:: Aim of the exercise ::
Each entry should be restated word for word, with all pictures left out.

Data extracted from a collection

━━━━━━━━━━━━━━━━━━━━━━━━━━━━━━

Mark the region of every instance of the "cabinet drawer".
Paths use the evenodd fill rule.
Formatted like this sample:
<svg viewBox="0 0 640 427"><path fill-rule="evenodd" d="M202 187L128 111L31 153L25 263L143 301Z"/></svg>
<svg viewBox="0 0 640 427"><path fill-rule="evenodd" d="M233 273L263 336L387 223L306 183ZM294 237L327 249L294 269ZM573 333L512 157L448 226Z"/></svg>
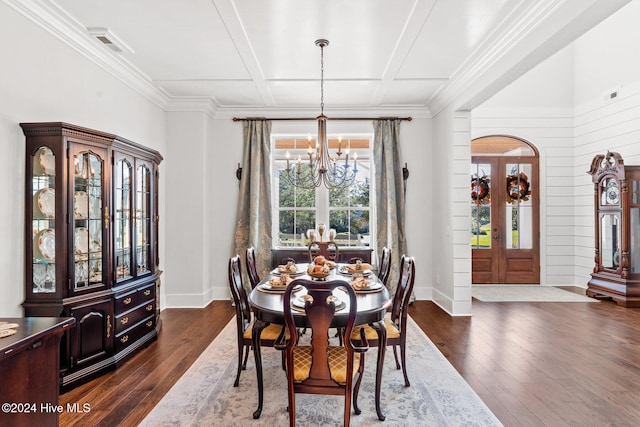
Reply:
<svg viewBox="0 0 640 427"><path fill-rule="evenodd" d="M149 316L133 328L127 329L126 331L116 335L116 352L119 352L138 341L140 338L152 331L155 326L155 316Z"/></svg>
<svg viewBox="0 0 640 427"><path fill-rule="evenodd" d="M132 291L124 295L116 296L116 314L124 313L138 305L138 292Z"/></svg>
<svg viewBox="0 0 640 427"><path fill-rule="evenodd" d="M155 312L155 302L149 301L131 311L116 316L116 334L130 328L145 317Z"/></svg>
<svg viewBox="0 0 640 427"><path fill-rule="evenodd" d="M138 301L142 304L143 301L149 301L156 298L156 284L155 282L142 289L138 289Z"/></svg>

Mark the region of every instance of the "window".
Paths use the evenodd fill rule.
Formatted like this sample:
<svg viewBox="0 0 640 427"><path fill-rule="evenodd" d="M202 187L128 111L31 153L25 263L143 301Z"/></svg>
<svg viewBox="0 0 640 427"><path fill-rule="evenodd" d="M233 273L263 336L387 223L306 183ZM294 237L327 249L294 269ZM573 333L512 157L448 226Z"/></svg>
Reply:
<svg viewBox="0 0 640 427"><path fill-rule="evenodd" d="M332 155L340 146L345 162L354 162L357 153L358 174L353 185L346 189L328 190L324 186L305 190L287 184L280 175L287 167L287 152L291 167L300 159L301 167L308 165L309 146L315 149L315 139L298 136L273 136L273 242L274 246L307 246L310 230L324 224L325 238L329 235L339 246L371 245L371 141L373 136L329 138ZM306 159L306 160L305 160ZM327 227L328 224L328 227Z"/></svg>

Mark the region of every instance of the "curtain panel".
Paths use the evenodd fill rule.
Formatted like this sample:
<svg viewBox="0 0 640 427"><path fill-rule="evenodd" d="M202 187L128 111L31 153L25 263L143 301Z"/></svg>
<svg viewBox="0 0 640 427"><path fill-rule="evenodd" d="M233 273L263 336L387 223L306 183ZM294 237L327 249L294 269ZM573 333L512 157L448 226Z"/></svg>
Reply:
<svg viewBox="0 0 640 427"><path fill-rule="evenodd" d="M271 266L271 121L243 122L244 149L233 254L246 256L253 246L264 276ZM244 269L246 270L246 269ZM245 284L248 284L246 271Z"/></svg>
<svg viewBox="0 0 640 427"><path fill-rule="evenodd" d="M400 258L407 252L405 236L405 192L400 158L400 120L374 120L373 164L376 190L376 251L391 249L391 271L387 285L395 293Z"/></svg>

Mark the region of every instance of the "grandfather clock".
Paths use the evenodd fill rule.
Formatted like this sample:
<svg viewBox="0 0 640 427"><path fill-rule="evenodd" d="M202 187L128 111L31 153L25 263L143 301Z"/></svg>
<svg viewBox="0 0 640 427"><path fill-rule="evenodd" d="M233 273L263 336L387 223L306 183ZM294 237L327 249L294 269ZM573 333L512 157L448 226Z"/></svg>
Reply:
<svg viewBox="0 0 640 427"><path fill-rule="evenodd" d="M640 307L640 166L618 153L593 158L595 266L587 295Z"/></svg>

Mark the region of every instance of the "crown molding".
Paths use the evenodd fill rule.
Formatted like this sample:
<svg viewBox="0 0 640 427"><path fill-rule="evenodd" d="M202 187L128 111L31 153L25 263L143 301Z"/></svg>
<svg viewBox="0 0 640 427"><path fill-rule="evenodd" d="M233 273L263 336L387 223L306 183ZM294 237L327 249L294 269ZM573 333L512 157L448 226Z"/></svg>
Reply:
<svg viewBox="0 0 640 427"><path fill-rule="evenodd" d="M87 29L50 0L3 0L35 24L75 49L162 109L170 98L151 79L121 56L99 45Z"/></svg>

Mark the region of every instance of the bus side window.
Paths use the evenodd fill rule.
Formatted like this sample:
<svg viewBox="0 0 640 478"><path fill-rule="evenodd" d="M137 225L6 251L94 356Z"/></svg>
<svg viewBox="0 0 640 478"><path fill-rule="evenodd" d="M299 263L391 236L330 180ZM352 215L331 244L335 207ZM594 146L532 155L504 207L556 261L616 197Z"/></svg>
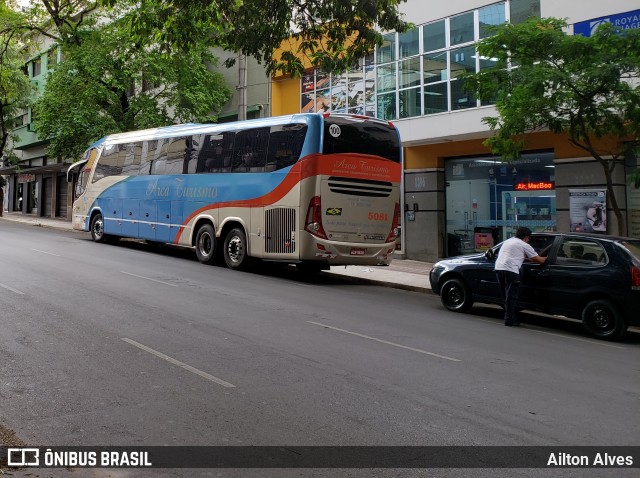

━━━━━━━━━━━━━━━━━━━━━━━━━━━━━━

:: Answer to the exercise ::
Mark the region of every instance of the "cabinet drawer".
Paths use the evenodd fill rule.
Formatted like this sample:
<svg viewBox="0 0 640 427"><path fill-rule="evenodd" d="M202 187L128 111L31 153L25 263L143 301Z"/></svg>
<svg viewBox="0 0 640 427"><path fill-rule="evenodd" d="M233 273L263 336L387 223L306 183ZM294 237L327 249L294 269ZM573 333L512 157L448 226Z"/></svg>
Reply:
<svg viewBox="0 0 640 427"><path fill-rule="evenodd" d="M149 316L133 328L127 329L126 331L116 335L116 352L119 352L138 341L140 338L152 331L155 326L155 316Z"/></svg>
<svg viewBox="0 0 640 427"><path fill-rule="evenodd" d="M132 291L124 295L116 296L116 314L124 313L138 305L138 292Z"/></svg>
<svg viewBox="0 0 640 427"><path fill-rule="evenodd" d="M155 312L155 302L149 301L131 311L116 316L116 334L130 328L145 317Z"/></svg>
<svg viewBox="0 0 640 427"><path fill-rule="evenodd" d="M138 301L142 304L143 301L149 301L156 298L156 284L155 282L142 289L138 289Z"/></svg>

Mark the region of every instance of the "window".
Paths use the evenodd fill rule.
Formatted like this sample:
<svg viewBox="0 0 640 427"><path fill-rule="evenodd" d="M202 187L128 111L31 153L25 263L143 301Z"/></svg>
<svg viewBox="0 0 640 427"><path fill-rule="evenodd" d="M233 273L263 336L387 223L306 183ZM294 237L327 249L294 269ZM573 333L512 157L448 226Z"/></svg>
Reply:
<svg viewBox="0 0 640 427"><path fill-rule="evenodd" d="M332 155L340 146L345 162L354 162L357 153L358 174L353 185L346 189L328 190L324 186L305 190L287 184L280 175L287 167L287 152L291 167L300 159L301 167L308 165L309 146L315 149L315 139L298 136L273 136L273 242L274 246L307 246L310 230L324 224L325 238L329 235L339 246L371 245L371 141L373 136L329 138ZM306 159L306 160L305 160ZM327 227L328 224L328 227Z"/></svg>

Mark the region of every instance of the "curtain panel".
Paths use the evenodd fill rule.
Formatted like this sample:
<svg viewBox="0 0 640 427"><path fill-rule="evenodd" d="M202 187L128 111L31 153L25 263L143 301Z"/></svg>
<svg viewBox="0 0 640 427"><path fill-rule="evenodd" d="M233 273L263 336L387 223L306 183ZM294 237L327 249L294 269ZM573 333L512 157L448 226Z"/></svg>
Reply:
<svg viewBox="0 0 640 427"><path fill-rule="evenodd" d="M271 266L271 121L243 122L244 149L233 254L246 256L253 246L264 276ZM244 269L246 270L246 269ZM245 284L248 284L246 271Z"/></svg>
<svg viewBox="0 0 640 427"><path fill-rule="evenodd" d="M400 258L407 252L405 236L405 192L400 158L400 120L374 120L373 164L376 190L376 251L391 249L391 271L387 285L395 293Z"/></svg>

Mark the region of every instance of the "grandfather clock".
Paths use the evenodd fill rule.
Formatted like this sample:
<svg viewBox="0 0 640 427"><path fill-rule="evenodd" d="M202 187L128 111L31 153L25 263L143 301Z"/></svg>
<svg viewBox="0 0 640 427"><path fill-rule="evenodd" d="M233 273L263 336L387 223L306 183ZM294 237L327 249L294 269ZM573 333L512 157L448 226Z"/></svg>
Reply:
<svg viewBox="0 0 640 427"><path fill-rule="evenodd" d="M640 307L640 166L618 153L593 158L595 266L587 295Z"/></svg>

Mark the region of every instance of the "crown molding".
Paths use the evenodd fill rule.
Formatted like this sample:
<svg viewBox="0 0 640 427"><path fill-rule="evenodd" d="M202 187L128 111L31 153L25 263L143 301Z"/></svg>
<svg viewBox="0 0 640 427"><path fill-rule="evenodd" d="M233 273L263 336L387 223L306 183ZM294 237L327 249L294 269ZM573 333L512 157L448 226Z"/></svg>
Reply:
<svg viewBox="0 0 640 427"><path fill-rule="evenodd" d="M87 29L50 0L3 0L35 24L75 49L162 109L170 98L151 79L121 56L99 45Z"/></svg>

Mark the region of every instance of the bus side window.
Paths use the evenodd fill rule.
Formatted like this sample:
<svg viewBox="0 0 640 478"><path fill-rule="evenodd" d="M137 225L6 251L94 356Z"/></svg>
<svg viewBox="0 0 640 478"><path fill-rule="evenodd" d="M299 263L391 236L330 180ZM352 215L331 244L335 207ZM594 146L532 155L504 207L556 261L616 197Z"/></svg>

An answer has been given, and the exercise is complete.